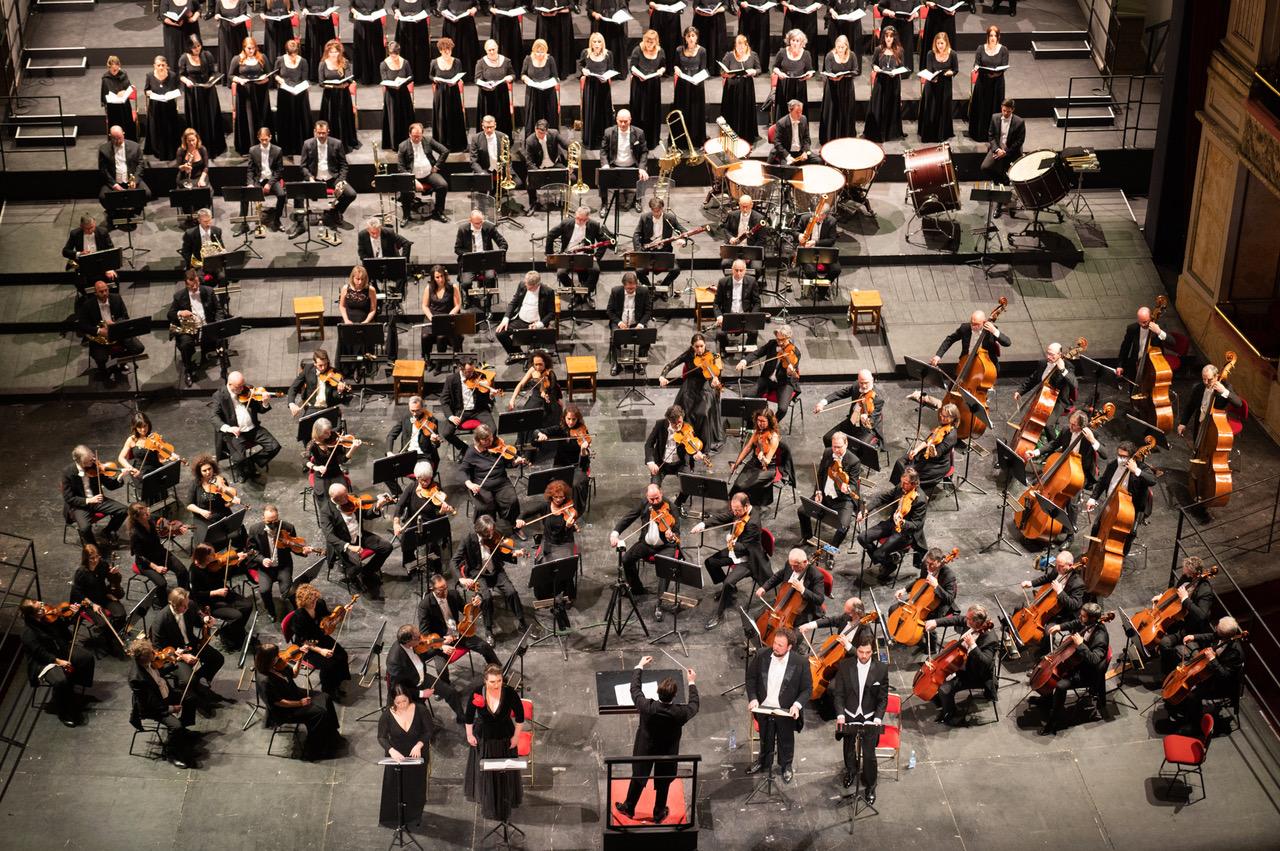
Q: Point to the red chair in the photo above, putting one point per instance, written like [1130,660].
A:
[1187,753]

---

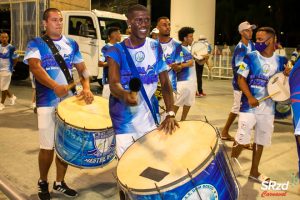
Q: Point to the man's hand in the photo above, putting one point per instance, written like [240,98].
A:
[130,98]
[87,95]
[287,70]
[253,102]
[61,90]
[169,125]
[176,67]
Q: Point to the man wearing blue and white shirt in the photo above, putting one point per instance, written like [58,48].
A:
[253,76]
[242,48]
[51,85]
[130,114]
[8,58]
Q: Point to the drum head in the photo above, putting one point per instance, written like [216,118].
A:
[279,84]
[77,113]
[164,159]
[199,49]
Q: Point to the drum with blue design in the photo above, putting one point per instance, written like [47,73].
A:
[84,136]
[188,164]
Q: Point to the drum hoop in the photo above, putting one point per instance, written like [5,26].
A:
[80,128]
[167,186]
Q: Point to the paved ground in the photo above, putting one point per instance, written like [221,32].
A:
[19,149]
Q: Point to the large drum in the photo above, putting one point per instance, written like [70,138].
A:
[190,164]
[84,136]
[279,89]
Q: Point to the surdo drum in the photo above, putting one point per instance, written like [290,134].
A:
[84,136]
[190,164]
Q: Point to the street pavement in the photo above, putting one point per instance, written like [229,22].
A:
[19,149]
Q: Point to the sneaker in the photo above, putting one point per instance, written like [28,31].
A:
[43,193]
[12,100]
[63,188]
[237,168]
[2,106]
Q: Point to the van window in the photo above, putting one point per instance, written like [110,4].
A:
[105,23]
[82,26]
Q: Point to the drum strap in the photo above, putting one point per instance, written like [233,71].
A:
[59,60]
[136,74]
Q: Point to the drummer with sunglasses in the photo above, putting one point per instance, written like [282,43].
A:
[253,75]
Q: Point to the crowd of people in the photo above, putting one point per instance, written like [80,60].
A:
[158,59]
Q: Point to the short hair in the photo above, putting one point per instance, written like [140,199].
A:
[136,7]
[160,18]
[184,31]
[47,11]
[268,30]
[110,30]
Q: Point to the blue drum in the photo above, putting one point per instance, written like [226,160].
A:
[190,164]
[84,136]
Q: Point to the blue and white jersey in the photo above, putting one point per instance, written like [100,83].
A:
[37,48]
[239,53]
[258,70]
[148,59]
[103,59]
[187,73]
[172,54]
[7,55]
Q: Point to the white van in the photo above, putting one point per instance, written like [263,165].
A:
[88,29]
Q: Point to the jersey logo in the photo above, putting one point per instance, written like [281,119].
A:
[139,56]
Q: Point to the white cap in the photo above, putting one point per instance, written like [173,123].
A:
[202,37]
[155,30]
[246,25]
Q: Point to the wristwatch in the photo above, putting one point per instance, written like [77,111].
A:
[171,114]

* * *

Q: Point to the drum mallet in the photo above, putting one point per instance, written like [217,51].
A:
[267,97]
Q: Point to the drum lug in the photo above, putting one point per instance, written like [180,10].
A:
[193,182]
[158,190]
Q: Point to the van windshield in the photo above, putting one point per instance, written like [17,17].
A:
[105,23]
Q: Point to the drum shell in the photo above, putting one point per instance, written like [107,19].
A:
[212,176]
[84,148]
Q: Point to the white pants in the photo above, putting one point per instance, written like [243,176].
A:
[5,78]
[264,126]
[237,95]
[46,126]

Instruction. Find each row above that contains the word "with", and copy every one of those lines in full.

Task response.
Q: Point to the drum with blue design in the photo above, putting one point per instance, written like [47,73].
Q: Point to the drummer with sunglasses in the photo above, putting one point per instance, written like [282,43].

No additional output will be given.